On Thu, Oct 25, 2001 at 10:42:44AM +0100, Ian Phillipps wrote:
> I don't normally like to butt into a private conversation,
:-) I hope this doesn't seem like a private conversation -- otherwise
it shouldn't be on a public mailing list! :-)
> but could someone explain to me (I'm only here for the the Fun, you
> see) what CSL and PSPACE is?
I suspect that I have a strange idea of Fun (perhaps I should start a
list called "Fun with formal languages, complexity theory and
non-standard logic", where I'll presumably be the only subscriber).
Back in the 1950s, a young linguist called Noam Chomsky was looking
for a way to describe grammar mathematically. In 1956, he published a
paper called _Three models for the description of language_ which
describes some ideas which have become the basis for most subsequent
work in computational linguistics.
The simplest model is the "regular languages", which had been
introduced two years earlier by Stephen Kleene. They're the languages
that can be described by simple regular expressions.
Next up comes the "context-free languages". The syntax of some
programming languages is context-free. (Our own beloved Perl is a
notable exception.) A context-free language (CFL) can be described by
a so-called context-free grammar (CFG), which is a collection of
rewriting rules like this:
Sentence -> NounPhrase TransitiveVerb NounPhrase
Sentence -> NounPhrase IntransitiveVerb
Sentence -> NounPhrase 'is' Adjective
NounPhrase -> Adjective NounPhrase
NounPhrase -> Noun
Noun -> 'Perl'
Noun -> 'Java'
Noun -> 'FWP'
TransitiveVerb -> 'likes'
IntransitiveVerb -> 'rules'
IntransitiveVerb -> 'sucks'
Adjective -> 'cool'
Adjective -> 'obfuscated'
The idea is that you start with a symbol like 'Sentence', then
successively apply whatever rules you like. When you end up with
something that consists entirely of literals, that's a sentence. So:
Sentence -> NounPhrase TransitiveVerb NounPhrase
-> Noun TransitiveVerb NounPhrase
-> Noun TransitiveVerb Adjective NounPhrase
-> Noun TransitiveVerb Adjective Adjective NounPhrase
-> Noun TransitiveVerb Adjective Adjective Noun
-> 'FWP likes cool obfuscated Perl'
At each stage, we're just applying one of the rewriting rules.
Now, you'll notice that all the rewriting rules just have *one* symbol
on the left. If we relax this restriction, we can get
context-sensitive grammars (CSGs). The idea is that we can constrain
rules so that they can only be applied in certain "contexts", when
they have certain other symbols to their left or their right.
::::
**Job 1:**
Rewrite the records starting at the line containing "[locate] white fiberglass" and ending at the last line of the records, requests included. Multiply every answer coordinate by 1.8 and round it to a whole number, with halves rounded up, leaving all other numbers unchanged.

**Recorded data:**
::::
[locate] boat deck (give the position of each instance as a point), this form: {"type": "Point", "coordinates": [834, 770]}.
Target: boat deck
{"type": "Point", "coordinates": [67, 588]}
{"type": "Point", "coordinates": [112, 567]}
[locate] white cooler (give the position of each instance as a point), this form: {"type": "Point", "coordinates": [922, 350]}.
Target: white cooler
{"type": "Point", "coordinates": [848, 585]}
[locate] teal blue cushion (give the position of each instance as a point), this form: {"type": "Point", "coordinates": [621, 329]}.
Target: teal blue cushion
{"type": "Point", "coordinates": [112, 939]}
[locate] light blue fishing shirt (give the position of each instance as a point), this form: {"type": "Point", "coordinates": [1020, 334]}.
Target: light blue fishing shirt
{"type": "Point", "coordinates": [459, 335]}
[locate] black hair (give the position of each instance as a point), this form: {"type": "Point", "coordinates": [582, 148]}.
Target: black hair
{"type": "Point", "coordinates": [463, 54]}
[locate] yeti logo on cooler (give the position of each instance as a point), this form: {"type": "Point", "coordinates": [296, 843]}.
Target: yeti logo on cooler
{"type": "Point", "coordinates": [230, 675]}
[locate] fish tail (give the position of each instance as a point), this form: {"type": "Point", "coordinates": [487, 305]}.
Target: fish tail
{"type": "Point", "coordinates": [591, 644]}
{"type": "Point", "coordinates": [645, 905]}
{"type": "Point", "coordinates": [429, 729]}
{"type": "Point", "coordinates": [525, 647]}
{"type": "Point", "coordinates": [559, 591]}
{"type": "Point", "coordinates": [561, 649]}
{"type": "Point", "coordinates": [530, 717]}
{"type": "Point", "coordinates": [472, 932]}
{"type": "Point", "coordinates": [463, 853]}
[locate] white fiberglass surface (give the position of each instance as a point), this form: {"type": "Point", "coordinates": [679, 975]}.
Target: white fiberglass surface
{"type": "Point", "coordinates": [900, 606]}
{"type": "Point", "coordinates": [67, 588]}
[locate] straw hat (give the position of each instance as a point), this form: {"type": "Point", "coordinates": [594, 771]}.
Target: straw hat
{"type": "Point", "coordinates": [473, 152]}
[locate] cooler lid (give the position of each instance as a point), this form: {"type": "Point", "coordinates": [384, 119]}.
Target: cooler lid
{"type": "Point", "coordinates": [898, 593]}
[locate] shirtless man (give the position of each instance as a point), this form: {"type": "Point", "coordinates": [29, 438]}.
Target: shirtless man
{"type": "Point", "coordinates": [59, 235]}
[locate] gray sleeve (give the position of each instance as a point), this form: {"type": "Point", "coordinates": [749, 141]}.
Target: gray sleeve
::::
**Job 2:**
In the post about formal languages, list every distinct symbol that appears to the left of an arrow in its example grammar rules.

**Expected answer 1:**
[locate] white fiberglass surface (give the position of each instance as a point), this form: {"type": "Point", "coordinates": [679, 975]}.
Target: white fiberglass surface
{"type": "Point", "coordinates": [1620, 1091]}
{"type": "Point", "coordinates": [121, 1058]}
[locate] straw hat (give the position of each instance as a point), this form: {"type": "Point", "coordinates": [594, 771]}.
Target: straw hat
{"type": "Point", "coordinates": [851, 274]}
[locate] cooler lid (give the position of each instance as a point), this form: {"type": "Point", "coordinates": [384, 119]}.
Target: cooler lid
{"type": "Point", "coordinates": [1616, 1067]}
[locate] shirtless man (give the position of each instance as a point), this form: {"type": "Point", "coordinates": [29, 438]}.
Target: shirtless man
{"type": "Point", "coordinates": [106, 423]}
[locate] gray sleeve (give the position of each instance as a point), this form: {"type": "Point", "coordinates": [749, 141]}.
Target: gray sleeve

**Expected answer 2:**
Sentence
NounPhrase
Noun
TransitiveVerb
IntransitiveVerb
Adjective